# What this task involves
Continue the business news briefs from the point where they stop.

━━ Selected text ━━

Briefcase

Guidant expands defibrillator warning

A second safety warning from Guidant Corp., one of the nation’s largest medical device manufacturers, urged doctors to stop using five defibrillator models because they could malfunction and may have to be recalled.

Indianapolis-based Guidant announced its second worldwide safety advisory in a week on Friday, after voluntarily recalling seven defibrillator models last week. The pager-sized devices sense an irregular heart rhythm and shock the heart back into correct beating. At least 74,900 defibrillators are now under a company warning.

Doctors said the new problems could be corrected without surgery, but some patients have begun requesting devices from different manufacturers.

“Patients are nervous,” said Dr. William J. Groh, director of the pacemaker and implanted defibrillator clinic at Indiana University’s medical school.

Economy

Aircraft orders lift durable goods

Orders for durable goods may have increased by 5.5 percent last month – the biggest increase in 14 months – but economists cautioned that the increase overstated strength in manufacturing because it was inflated by a huge jump in demand for commercial aircraft.

━━━
━━ Source information ━━

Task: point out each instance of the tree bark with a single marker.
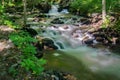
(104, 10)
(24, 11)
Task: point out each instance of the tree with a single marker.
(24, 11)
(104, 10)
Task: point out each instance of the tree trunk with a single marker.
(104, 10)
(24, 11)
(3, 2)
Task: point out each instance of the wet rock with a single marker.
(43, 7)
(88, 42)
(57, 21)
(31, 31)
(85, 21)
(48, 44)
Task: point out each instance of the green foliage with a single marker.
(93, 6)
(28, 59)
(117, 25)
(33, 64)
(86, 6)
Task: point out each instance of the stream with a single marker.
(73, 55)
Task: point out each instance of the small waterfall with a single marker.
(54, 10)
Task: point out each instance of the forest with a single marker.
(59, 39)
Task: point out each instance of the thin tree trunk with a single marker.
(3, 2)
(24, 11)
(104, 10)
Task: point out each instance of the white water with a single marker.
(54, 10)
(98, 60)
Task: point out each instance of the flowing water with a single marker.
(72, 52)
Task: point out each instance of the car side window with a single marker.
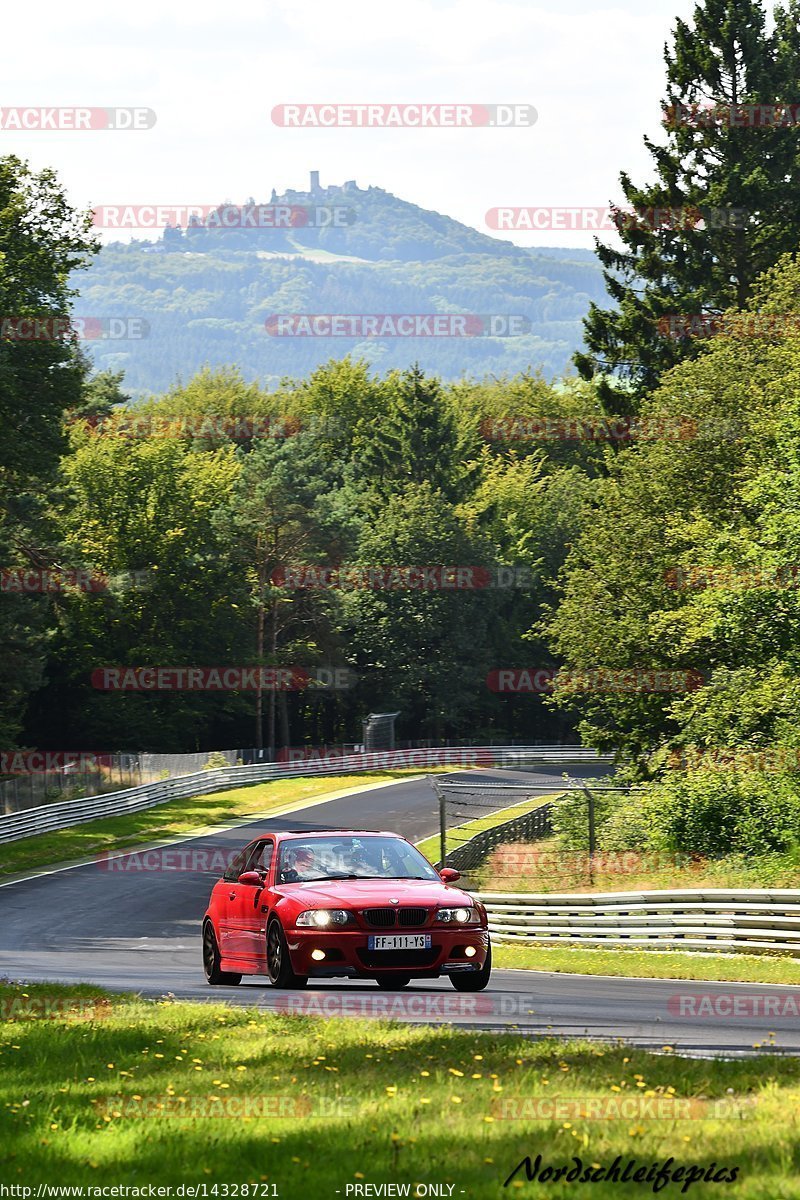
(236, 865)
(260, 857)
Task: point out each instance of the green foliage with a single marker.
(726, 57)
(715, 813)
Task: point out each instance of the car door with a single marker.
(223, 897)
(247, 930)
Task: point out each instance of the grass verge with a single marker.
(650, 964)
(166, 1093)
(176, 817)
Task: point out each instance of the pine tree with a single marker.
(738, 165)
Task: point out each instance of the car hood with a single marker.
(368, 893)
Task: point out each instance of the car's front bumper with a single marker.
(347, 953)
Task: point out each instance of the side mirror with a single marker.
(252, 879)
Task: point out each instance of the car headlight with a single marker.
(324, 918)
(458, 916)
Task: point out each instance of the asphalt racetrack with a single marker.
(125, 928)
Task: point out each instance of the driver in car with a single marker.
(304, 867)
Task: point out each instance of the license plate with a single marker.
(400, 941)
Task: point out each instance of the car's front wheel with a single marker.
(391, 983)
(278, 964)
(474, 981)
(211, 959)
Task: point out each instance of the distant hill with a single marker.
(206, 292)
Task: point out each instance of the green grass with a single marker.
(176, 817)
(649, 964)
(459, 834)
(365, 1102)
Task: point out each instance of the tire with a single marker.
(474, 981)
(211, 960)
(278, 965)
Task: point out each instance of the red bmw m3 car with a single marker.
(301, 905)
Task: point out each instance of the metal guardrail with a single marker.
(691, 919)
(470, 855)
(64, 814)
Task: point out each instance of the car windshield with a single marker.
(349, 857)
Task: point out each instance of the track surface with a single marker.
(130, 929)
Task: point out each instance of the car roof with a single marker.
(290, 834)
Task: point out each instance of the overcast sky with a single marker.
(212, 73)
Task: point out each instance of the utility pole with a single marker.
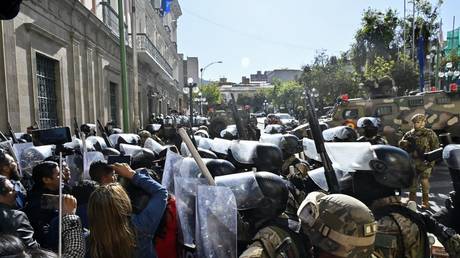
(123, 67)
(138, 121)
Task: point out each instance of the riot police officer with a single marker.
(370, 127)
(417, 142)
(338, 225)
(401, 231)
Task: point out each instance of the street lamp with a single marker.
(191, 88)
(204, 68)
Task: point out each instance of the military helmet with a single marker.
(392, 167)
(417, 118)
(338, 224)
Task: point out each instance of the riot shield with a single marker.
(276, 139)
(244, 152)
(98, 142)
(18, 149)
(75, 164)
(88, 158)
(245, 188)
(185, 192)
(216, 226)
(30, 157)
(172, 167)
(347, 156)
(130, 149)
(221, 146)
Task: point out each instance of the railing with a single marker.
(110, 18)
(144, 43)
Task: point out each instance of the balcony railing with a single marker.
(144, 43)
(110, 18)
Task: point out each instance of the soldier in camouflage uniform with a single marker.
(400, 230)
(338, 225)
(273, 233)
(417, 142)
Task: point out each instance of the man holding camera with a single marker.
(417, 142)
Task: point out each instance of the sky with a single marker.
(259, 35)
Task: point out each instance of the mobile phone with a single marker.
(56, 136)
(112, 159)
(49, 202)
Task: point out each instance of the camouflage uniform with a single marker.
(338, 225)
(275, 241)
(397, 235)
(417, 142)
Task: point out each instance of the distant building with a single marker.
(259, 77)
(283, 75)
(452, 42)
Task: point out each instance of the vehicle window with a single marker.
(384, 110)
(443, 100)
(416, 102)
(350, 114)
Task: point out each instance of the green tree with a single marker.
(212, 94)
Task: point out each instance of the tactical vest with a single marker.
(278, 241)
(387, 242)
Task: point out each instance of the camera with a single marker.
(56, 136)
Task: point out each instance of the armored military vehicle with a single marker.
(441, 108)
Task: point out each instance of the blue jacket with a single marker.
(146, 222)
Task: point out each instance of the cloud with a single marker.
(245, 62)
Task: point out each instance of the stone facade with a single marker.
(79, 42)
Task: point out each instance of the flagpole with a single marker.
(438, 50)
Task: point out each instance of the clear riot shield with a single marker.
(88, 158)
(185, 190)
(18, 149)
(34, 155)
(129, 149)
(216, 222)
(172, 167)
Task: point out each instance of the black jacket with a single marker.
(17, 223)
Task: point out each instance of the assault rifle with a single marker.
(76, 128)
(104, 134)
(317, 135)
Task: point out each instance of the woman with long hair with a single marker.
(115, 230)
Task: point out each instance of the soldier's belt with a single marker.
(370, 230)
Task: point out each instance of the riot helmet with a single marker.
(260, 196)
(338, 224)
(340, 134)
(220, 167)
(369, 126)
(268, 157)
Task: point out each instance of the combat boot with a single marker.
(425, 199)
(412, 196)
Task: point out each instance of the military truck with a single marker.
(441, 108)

━━━
━━ Source information ━━

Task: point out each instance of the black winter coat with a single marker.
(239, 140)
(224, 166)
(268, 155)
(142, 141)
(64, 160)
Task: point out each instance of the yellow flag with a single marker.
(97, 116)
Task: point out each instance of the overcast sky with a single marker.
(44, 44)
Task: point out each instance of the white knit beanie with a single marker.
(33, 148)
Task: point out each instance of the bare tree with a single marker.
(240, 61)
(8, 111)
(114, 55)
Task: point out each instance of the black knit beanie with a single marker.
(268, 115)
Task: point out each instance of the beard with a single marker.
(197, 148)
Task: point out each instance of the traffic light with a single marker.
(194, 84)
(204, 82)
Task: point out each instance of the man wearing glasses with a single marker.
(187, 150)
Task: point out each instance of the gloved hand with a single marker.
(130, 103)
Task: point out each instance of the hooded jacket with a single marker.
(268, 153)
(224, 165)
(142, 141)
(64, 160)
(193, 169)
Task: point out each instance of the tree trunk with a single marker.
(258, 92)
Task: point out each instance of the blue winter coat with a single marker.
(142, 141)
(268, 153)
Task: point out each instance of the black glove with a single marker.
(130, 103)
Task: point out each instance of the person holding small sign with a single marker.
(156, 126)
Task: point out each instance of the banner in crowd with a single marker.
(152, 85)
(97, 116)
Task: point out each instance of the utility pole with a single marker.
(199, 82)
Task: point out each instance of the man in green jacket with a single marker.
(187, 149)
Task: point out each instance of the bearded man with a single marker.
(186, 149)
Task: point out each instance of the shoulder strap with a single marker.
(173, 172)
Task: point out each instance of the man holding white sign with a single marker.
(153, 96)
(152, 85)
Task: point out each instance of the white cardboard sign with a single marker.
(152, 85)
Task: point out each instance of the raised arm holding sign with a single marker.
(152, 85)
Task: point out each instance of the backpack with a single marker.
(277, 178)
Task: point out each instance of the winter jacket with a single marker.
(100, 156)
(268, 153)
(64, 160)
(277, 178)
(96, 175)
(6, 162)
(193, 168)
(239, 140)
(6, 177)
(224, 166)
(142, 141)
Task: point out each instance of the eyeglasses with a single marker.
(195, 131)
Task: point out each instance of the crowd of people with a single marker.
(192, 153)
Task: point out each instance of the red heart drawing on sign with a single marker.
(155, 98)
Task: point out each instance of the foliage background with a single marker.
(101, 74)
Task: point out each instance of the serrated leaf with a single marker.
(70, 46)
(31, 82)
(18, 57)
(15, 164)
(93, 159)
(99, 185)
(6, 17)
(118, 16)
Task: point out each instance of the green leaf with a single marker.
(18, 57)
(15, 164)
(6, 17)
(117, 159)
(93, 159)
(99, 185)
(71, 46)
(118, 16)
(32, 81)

━━━
━━ Source information ━━

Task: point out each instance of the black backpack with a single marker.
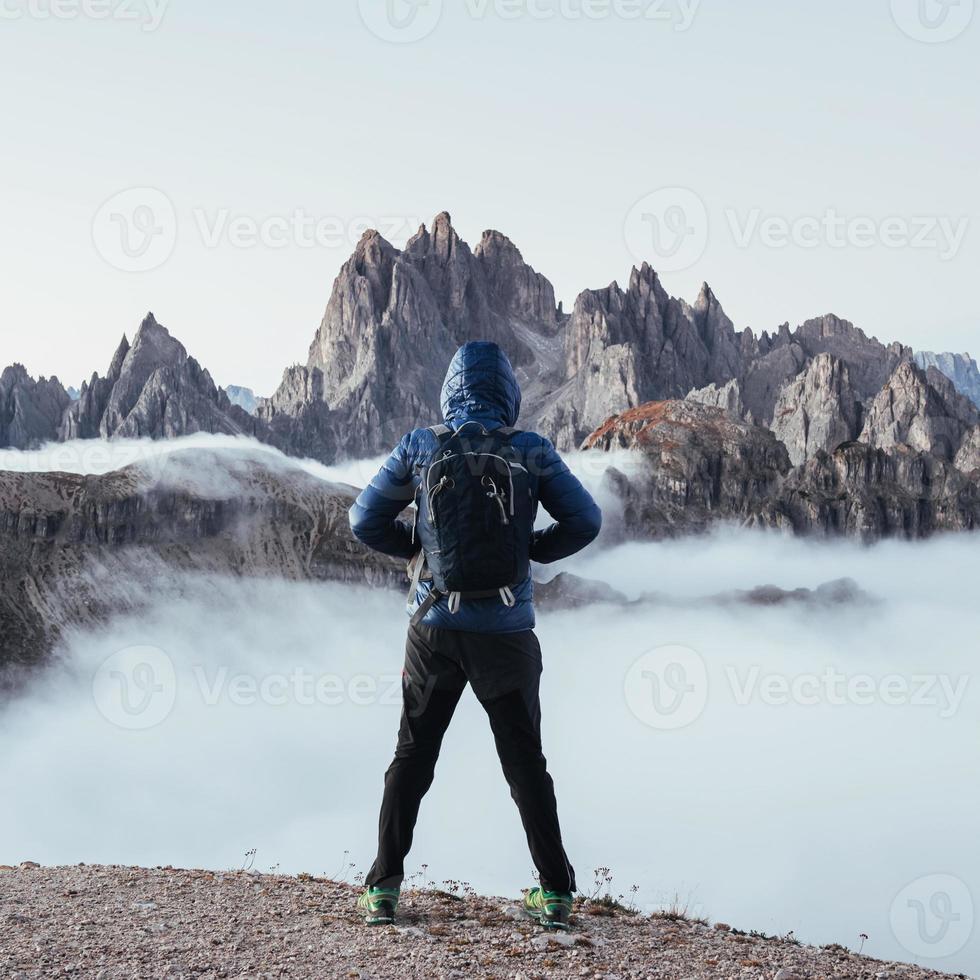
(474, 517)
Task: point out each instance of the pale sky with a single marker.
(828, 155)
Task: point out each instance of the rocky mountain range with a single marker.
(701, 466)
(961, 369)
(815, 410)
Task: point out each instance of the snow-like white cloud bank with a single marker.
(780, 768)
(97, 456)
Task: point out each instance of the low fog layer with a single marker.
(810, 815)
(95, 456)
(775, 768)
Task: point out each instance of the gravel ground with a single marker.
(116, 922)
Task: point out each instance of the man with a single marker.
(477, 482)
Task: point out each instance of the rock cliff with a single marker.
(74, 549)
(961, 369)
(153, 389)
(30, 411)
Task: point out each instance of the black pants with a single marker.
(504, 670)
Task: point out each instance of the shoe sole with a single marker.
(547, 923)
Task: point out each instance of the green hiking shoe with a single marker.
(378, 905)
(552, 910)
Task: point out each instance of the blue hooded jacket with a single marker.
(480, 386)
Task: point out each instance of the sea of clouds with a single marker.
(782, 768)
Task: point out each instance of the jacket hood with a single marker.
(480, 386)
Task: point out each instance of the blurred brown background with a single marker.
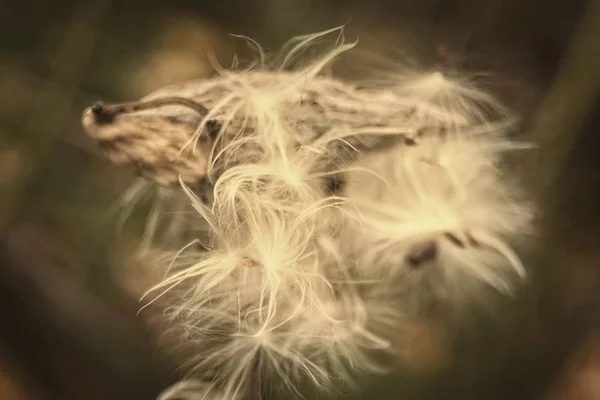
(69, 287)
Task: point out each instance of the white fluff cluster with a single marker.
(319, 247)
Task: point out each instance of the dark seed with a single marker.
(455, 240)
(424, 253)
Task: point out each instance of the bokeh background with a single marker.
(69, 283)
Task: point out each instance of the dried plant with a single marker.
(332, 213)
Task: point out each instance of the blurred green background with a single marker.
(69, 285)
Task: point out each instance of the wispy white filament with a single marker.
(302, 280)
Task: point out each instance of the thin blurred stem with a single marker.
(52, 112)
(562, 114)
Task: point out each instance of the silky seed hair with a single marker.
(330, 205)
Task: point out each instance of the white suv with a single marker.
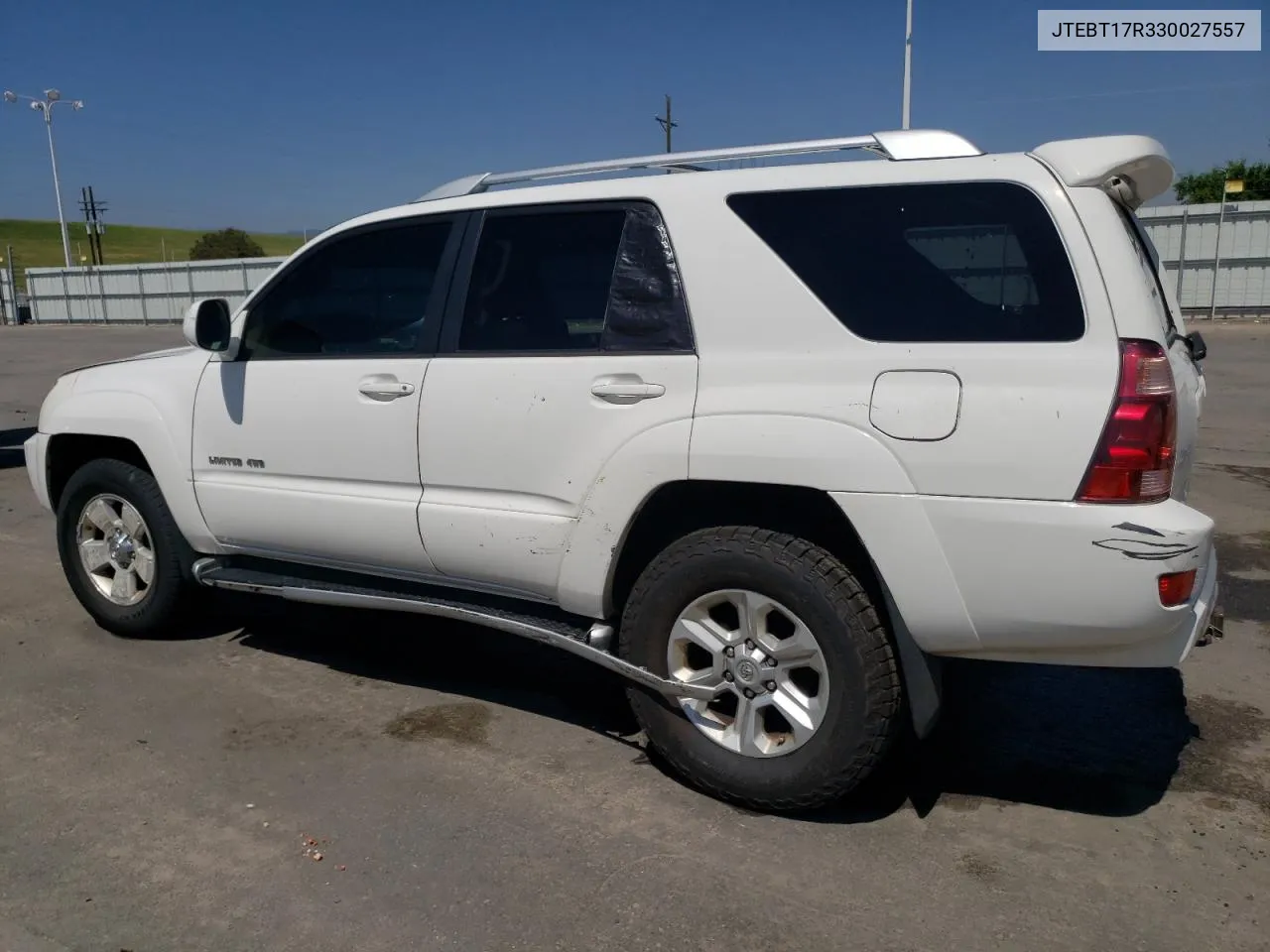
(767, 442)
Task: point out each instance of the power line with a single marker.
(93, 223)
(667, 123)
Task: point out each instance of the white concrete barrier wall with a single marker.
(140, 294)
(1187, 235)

━━━

# Exercise answer
Excluding the volatile transportation sector, new orders for durable goods fell by 0.2 percent last month, the Commerce Department reported Friday. The drop marked the third decline in the past four months for orders outside of transportation.

Demand for nondefense capital goods was even weaker, falling by 2.3 percent, the biggest drop since last October. This category is closely watched for signs it can give of business plans to invest in new equipment to expand and modernize.

Economists have grown worried that manufacturing, the hardest hit sector in the 2001 recession, could be showing signs of faltering again as businesses grow more cautious in the face of a surge in oil prices.